What needs to be done
Among the items below, write out again word for word the lines starting with the one containing "of the photo" and going on through the one containing "x=144, y=11", both ends included, and nothing else.

Record extracts

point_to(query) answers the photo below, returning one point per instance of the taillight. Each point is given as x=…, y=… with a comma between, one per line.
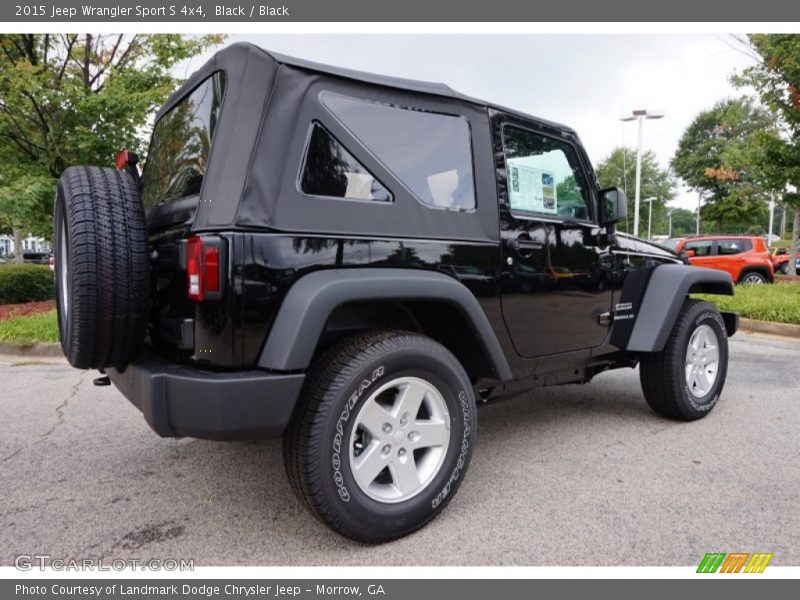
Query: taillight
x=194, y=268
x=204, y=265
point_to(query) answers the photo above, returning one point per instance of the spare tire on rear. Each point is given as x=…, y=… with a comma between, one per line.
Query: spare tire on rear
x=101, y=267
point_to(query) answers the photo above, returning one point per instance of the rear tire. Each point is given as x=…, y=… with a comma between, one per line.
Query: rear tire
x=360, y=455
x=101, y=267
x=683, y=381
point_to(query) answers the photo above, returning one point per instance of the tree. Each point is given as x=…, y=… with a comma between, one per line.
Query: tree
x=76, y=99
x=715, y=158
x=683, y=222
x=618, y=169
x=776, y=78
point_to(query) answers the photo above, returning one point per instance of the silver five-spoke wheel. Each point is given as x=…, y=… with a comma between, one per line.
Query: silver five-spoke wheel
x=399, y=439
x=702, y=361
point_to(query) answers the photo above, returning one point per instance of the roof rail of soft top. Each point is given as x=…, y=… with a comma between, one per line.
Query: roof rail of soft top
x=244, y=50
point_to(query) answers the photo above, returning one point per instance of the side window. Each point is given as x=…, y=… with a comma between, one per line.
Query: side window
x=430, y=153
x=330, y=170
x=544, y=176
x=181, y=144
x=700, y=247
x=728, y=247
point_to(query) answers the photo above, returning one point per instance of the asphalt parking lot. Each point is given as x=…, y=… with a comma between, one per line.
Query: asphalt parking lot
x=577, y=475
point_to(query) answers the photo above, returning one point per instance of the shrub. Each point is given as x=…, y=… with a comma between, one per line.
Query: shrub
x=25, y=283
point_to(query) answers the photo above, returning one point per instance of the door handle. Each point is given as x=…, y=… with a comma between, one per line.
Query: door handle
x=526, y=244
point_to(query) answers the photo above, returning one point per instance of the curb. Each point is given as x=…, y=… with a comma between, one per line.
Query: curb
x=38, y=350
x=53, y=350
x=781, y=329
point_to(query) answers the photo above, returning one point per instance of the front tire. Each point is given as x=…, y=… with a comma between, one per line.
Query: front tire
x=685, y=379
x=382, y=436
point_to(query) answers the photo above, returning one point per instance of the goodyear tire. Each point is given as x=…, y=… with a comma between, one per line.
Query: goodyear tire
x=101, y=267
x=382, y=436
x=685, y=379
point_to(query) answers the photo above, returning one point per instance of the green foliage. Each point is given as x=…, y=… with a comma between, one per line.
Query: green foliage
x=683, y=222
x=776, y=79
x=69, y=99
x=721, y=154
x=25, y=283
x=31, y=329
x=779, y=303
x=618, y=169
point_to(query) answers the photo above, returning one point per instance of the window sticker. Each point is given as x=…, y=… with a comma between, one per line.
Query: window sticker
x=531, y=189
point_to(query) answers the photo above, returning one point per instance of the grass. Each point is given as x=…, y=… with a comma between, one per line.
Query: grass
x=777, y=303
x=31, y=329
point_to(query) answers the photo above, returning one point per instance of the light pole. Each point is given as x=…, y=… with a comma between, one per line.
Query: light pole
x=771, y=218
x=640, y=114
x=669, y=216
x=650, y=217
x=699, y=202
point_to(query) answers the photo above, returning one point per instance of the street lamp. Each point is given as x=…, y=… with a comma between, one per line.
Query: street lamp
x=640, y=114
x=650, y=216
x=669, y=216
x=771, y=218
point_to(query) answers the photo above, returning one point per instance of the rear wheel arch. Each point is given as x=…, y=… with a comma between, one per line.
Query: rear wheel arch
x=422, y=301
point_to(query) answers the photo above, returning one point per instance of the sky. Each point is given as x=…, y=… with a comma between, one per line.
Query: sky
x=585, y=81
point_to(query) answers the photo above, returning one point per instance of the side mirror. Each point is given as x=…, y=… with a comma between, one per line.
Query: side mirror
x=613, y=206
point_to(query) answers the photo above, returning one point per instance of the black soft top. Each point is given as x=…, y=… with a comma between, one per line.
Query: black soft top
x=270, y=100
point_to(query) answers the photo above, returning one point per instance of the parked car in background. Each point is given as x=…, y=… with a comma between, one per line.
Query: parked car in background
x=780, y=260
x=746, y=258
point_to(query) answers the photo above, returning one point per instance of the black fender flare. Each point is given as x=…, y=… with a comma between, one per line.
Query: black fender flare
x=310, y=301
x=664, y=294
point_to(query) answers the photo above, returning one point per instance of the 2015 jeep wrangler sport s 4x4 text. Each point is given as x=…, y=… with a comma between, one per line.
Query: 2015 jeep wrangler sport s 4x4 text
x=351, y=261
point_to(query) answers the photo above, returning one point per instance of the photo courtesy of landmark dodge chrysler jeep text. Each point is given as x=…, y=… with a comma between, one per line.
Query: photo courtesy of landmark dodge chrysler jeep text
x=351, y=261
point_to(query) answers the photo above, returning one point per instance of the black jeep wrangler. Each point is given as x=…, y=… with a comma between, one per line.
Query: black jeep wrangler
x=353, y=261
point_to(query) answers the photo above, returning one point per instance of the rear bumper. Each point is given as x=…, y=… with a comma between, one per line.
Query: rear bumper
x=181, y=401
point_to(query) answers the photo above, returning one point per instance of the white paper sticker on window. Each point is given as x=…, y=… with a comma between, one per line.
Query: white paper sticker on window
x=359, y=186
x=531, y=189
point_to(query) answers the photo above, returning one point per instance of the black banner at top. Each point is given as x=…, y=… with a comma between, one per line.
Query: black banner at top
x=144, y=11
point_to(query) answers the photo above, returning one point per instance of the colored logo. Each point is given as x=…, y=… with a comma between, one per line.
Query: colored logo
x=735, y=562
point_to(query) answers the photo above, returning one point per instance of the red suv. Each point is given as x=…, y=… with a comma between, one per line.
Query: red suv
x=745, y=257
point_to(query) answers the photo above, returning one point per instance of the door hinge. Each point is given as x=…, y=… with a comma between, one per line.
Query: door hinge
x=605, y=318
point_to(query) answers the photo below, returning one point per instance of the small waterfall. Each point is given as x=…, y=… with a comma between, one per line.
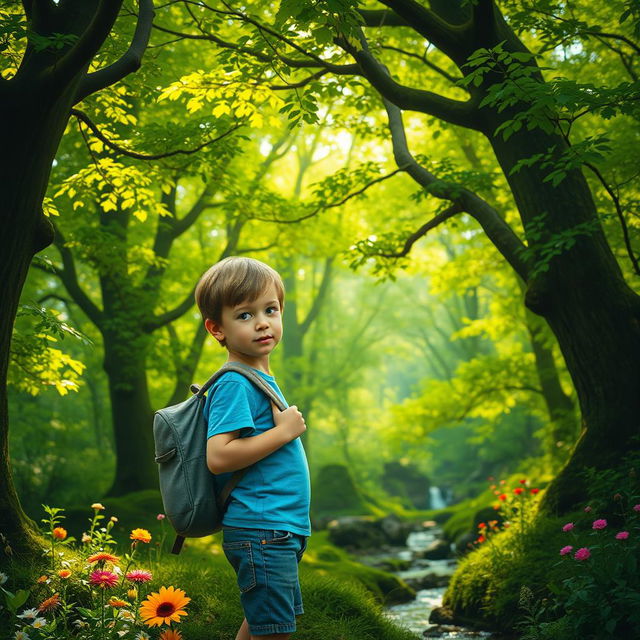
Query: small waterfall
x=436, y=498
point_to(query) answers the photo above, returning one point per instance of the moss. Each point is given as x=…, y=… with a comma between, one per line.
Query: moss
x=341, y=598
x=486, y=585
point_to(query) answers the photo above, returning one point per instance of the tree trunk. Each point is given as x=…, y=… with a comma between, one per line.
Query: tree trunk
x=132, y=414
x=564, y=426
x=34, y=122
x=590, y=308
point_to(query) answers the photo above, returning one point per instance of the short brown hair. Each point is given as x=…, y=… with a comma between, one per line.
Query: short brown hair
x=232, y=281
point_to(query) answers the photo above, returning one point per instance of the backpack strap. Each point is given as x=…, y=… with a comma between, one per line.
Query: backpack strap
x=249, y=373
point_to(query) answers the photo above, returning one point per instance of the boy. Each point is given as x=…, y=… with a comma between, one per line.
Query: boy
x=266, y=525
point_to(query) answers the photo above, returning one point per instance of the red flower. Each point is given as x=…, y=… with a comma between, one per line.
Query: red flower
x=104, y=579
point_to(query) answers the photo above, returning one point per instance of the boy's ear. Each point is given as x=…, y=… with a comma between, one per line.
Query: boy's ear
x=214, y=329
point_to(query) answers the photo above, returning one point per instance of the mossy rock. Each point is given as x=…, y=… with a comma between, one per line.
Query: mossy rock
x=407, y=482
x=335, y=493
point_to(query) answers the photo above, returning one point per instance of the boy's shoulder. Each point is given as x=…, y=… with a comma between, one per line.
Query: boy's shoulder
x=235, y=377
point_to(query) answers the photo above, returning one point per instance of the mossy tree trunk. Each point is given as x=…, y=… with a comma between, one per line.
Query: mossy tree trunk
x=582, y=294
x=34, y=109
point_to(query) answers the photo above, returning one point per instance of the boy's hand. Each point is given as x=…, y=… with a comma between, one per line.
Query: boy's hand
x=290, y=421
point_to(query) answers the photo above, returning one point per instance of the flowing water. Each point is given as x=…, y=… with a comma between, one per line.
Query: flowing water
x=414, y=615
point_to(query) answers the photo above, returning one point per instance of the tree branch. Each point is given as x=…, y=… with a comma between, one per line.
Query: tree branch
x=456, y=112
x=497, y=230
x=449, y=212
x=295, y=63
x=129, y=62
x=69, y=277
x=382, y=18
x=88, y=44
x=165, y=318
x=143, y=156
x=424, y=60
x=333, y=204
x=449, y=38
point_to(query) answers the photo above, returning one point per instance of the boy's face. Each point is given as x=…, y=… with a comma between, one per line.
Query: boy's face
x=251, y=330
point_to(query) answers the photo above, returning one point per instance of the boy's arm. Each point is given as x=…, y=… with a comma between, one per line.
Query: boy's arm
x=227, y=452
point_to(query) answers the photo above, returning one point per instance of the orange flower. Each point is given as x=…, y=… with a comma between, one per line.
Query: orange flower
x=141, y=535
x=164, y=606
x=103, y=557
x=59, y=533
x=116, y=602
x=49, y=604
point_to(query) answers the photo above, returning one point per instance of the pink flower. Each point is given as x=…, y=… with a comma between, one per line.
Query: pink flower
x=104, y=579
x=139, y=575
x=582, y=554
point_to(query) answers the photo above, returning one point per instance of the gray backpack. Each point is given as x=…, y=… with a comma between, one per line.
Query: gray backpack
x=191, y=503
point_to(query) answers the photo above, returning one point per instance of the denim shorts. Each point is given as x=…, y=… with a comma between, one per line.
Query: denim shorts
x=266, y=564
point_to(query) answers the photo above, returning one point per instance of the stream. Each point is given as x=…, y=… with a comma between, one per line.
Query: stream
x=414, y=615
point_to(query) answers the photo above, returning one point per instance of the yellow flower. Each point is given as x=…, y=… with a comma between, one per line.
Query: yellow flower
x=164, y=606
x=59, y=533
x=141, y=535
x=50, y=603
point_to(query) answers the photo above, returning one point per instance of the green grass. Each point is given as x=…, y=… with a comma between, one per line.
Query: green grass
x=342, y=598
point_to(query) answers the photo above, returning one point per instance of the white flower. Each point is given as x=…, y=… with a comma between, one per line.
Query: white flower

---

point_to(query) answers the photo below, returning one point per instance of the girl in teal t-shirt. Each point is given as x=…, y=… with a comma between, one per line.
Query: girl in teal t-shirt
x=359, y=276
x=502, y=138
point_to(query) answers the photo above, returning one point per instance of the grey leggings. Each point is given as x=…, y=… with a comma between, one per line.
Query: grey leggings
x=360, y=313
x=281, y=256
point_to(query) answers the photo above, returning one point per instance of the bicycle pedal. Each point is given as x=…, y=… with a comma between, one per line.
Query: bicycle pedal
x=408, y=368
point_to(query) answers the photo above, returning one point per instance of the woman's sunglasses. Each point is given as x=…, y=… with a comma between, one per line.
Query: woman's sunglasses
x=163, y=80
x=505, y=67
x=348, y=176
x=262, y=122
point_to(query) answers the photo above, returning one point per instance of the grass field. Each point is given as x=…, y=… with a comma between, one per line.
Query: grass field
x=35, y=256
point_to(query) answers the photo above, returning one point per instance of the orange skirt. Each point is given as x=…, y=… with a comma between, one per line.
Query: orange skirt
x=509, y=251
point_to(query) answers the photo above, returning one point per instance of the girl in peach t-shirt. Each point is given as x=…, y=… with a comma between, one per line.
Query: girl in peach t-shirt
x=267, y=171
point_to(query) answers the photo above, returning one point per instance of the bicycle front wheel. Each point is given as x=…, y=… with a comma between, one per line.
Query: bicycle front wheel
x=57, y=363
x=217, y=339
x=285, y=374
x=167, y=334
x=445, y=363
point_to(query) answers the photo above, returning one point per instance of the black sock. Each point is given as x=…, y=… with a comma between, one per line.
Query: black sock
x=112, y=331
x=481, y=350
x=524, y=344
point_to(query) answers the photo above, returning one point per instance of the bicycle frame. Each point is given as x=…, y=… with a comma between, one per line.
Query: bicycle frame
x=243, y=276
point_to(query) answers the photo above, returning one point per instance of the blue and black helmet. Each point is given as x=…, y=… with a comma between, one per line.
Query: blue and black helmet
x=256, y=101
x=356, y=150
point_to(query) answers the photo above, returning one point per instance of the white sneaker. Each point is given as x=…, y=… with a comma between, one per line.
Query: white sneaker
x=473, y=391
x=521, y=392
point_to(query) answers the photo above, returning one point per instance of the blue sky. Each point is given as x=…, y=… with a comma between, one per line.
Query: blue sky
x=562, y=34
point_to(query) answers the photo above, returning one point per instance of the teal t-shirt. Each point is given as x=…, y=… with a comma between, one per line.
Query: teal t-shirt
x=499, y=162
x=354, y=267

---

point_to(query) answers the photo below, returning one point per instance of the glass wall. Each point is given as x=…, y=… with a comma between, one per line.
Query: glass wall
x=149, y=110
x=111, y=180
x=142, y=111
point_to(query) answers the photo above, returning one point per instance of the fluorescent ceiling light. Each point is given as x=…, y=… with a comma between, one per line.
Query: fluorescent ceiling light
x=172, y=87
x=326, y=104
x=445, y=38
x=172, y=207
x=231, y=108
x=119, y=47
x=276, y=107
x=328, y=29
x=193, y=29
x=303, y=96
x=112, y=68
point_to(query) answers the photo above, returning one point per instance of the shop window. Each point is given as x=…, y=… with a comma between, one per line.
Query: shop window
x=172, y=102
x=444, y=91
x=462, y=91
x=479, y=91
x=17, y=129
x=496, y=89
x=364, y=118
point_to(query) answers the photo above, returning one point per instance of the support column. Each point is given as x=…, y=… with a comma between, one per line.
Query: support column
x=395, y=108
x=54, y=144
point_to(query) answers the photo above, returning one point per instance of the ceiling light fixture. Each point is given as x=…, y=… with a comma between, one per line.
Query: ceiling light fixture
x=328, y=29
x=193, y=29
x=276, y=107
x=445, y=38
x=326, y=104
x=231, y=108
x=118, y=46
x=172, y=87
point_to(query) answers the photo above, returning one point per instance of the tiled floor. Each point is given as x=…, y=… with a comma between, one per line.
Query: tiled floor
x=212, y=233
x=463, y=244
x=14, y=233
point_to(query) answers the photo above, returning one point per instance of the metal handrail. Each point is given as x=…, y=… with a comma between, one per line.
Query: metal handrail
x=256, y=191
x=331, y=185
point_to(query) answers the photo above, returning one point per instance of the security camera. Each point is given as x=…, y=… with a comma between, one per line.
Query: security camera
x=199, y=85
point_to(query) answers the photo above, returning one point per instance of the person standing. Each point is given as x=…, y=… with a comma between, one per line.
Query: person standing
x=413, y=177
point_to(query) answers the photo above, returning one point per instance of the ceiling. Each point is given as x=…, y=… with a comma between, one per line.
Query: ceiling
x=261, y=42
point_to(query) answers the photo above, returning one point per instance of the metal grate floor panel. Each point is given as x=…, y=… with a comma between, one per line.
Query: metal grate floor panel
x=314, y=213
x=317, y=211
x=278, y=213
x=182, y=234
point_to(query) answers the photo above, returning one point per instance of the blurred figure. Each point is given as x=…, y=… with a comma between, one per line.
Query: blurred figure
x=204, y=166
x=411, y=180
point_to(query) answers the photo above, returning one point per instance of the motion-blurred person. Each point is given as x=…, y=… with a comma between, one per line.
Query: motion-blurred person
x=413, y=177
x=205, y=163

Result for this exercise
point_to(query) answers the photo above, returning one point per instance of the photo courtesy of landmark dodge chrysler jeep text. Each point is given as x=…, y=… with a comma between, one per line.
Query: photo courtesy of landmark dodge chrysler jeep text
x=351, y=261
point_to(query) answers the photo above, returning one point per instance of the black jeep wrangler. Each point is given as x=…, y=… with a comma between, one per line.
Query: black jeep wrangler
x=353, y=261
point_to(query) answers the photo above, returning one point per instance of the rear bumper. Each point is given as x=…, y=… with a comma between, one per line.
Query: rear bumper
x=181, y=401
point_to(query) answers the photo above, returning one point per instance of the white paper sticker on window. Each point is given as x=…, y=… with a comma between, one per line.
Query: white paper sticker on window
x=359, y=186
x=531, y=189
point_to(query) answers the photo above, returning one point per instance of the black banner at top. Each point is given as x=…, y=… with a comma between, one per line.
Query: black banner at top
x=144, y=11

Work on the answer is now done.